TASK MATERIAL START

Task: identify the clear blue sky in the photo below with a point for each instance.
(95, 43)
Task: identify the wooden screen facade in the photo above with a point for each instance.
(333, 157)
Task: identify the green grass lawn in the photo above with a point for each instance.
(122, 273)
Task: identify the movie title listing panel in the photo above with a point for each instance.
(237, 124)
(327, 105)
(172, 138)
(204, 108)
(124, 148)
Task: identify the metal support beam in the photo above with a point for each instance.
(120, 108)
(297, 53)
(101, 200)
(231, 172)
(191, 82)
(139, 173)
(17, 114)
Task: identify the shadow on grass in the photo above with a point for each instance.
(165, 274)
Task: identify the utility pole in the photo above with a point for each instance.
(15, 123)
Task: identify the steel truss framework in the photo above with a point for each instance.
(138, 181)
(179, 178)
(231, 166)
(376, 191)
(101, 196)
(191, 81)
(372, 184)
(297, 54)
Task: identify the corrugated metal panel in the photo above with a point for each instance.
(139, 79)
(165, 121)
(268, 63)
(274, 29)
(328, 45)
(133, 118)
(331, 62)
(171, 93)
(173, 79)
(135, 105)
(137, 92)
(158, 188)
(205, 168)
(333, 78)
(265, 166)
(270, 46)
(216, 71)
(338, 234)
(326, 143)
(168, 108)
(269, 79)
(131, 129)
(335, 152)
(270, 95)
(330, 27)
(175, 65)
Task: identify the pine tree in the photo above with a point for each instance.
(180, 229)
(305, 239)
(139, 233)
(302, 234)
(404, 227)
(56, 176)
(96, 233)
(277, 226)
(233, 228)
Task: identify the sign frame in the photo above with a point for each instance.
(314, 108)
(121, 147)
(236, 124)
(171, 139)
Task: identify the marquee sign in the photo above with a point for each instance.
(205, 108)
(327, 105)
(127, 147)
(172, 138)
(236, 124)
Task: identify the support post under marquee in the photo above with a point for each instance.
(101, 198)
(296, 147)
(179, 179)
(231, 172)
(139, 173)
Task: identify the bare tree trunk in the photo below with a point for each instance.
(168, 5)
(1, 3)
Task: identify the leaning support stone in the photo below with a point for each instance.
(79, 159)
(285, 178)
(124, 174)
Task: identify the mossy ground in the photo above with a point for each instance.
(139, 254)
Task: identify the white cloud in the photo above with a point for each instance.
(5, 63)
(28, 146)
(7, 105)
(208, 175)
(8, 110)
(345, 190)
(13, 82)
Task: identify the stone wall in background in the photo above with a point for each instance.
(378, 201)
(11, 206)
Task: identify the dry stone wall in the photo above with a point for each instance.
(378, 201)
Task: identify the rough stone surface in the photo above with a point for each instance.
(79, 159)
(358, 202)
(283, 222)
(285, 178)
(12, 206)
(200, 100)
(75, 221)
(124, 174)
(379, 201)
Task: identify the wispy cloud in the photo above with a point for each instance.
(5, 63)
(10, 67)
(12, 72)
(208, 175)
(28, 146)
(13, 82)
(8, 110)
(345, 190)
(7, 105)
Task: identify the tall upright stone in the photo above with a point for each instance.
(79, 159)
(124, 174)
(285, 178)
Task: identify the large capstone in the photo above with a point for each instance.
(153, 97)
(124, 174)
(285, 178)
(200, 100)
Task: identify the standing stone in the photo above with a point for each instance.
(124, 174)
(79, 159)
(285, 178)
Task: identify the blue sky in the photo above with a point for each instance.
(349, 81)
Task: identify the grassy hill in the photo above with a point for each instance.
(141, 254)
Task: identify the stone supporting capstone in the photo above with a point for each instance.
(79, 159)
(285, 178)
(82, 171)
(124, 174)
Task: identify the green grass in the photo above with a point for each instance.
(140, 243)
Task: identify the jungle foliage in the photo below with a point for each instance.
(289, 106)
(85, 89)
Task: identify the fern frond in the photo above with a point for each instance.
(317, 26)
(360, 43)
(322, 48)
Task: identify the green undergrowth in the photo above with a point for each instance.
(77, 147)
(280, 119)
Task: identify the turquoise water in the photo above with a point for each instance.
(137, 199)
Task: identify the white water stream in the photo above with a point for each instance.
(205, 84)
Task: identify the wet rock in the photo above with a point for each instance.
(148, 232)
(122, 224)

TASK MATERIAL END

◆ WHAT TO WORK ON
Reproduce all of the records exactly.

◆ RESPONSE TO THIS EXERCISE
Task: identify the clear blue sky in the photo below with a point for each instance.
(95, 43)
Task: identify the wooden screen facade in the photo above with a point for each instance.
(333, 157)
Task: identify the green grass lawn in the photo above with a point for each instance.
(122, 273)
Task: identify the movie title listing panel in the photo above with a point for each instance.
(237, 124)
(327, 105)
(172, 138)
(204, 108)
(124, 148)
Task: identify the metal support beam in the photo above with a point for each instance.
(120, 108)
(297, 53)
(101, 200)
(231, 172)
(191, 82)
(139, 173)
(17, 114)
Task: identify the shadow on grass in the photo above with a point for each instance.
(165, 274)
Task: identify the utility pole in the photo above with a point for each instance.
(15, 123)
Task: identify the steel truss framework in the photo above with a point for each instance.
(138, 181)
(179, 178)
(231, 166)
(376, 191)
(101, 196)
(191, 81)
(372, 184)
(297, 54)
Task: identify the corrugated metal panel in the photo above with a point for each instance.
(139, 79)
(165, 121)
(268, 63)
(274, 29)
(328, 45)
(133, 118)
(331, 62)
(171, 93)
(173, 79)
(135, 105)
(137, 92)
(158, 188)
(205, 168)
(333, 78)
(265, 166)
(270, 46)
(216, 71)
(338, 234)
(326, 143)
(168, 108)
(269, 79)
(131, 129)
(335, 152)
(270, 95)
(330, 27)
(175, 65)
Task: identify the pine tree in the photo above with a point for each instance.
(180, 229)
(305, 239)
(139, 233)
(302, 234)
(404, 227)
(56, 176)
(96, 233)
(277, 226)
(233, 228)
Task: identify the sign frame in the photo above with a point for each instance.
(314, 108)
(121, 147)
(236, 124)
(171, 139)
Task: identify the marquee sign in the photo above with a point for each instance.
(205, 108)
(327, 105)
(127, 147)
(172, 138)
(236, 124)
Task: identify the support post under marquee in the photo above with a point for each instance.
(101, 198)
(296, 147)
(179, 179)
(231, 172)
(139, 173)
Task: identify the bare tree trunk in the photo below with a point for each instance.
(168, 5)
(1, 3)
Task: identify the leaning support stone in the photo below with a point for each instance.
(79, 159)
(285, 178)
(124, 174)
Task: identify the mossy ground in the photo above with a point for each instance.
(139, 254)
Task: identify the white cloud in the photo above with a point for each instance.
(5, 63)
(28, 146)
(7, 105)
(208, 175)
(8, 110)
(345, 190)
(13, 82)
Task: identify the stone wall in background in the photo above with a point for each instance.
(378, 201)
(11, 206)
Task: identify the dry stone wall in the photo above with a point for each instance.
(378, 201)
Task: identify the rough stone surface in the photo above with a point for each instance.
(79, 159)
(358, 202)
(283, 222)
(285, 178)
(12, 206)
(200, 100)
(75, 221)
(124, 174)
(379, 201)
Task: identify the wispy cloud in the photo above with a point for each instance.
(5, 63)
(10, 67)
(12, 72)
(208, 175)
(28, 146)
(13, 82)
(8, 110)
(345, 190)
(7, 105)
Task: identify the tall upright stone in the photo above with a point for each instance.
(79, 159)
(124, 174)
(285, 178)
Task: identify the large capstone in the photo above with a point for each instance.
(153, 97)
(124, 174)
(285, 178)
(200, 100)
Task: identify the standing stone in the photo above with a point for each instance.
(124, 174)
(79, 159)
(285, 178)
Task: identify the blue sky in the photo above with a point for each instance.
(349, 81)
Task: identify the grassy hill in the photo above with a point for each instance.
(141, 254)
Task: identify the stone supporting capstone in the photo above with a point for each instance.
(79, 159)
(285, 178)
(82, 171)
(124, 174)
Task: identify the green grass in the photo above with a point for each instance.
(140, 243)
Task: identify the jungle foliage in the photo below with a point for each instance.
(289, 106)
(85, 89)
Task: identify the fern frond in the photo above with a point for each instance.
(317, 26)
(360, 43)
(322, 48)
Task: identify the green undergrowth in the photo above with a point for each instance.
(77, 147)
(280, 119)
Task: identify the turquoise water in the photo above with a point for each instance.
(137, 199)
Task: identify the white water stream in the photo above with a point for each instance.
(205, 84)
Task: identify the wet rock in the photo above with a point for each instance.
(148, 232)
(122, 224)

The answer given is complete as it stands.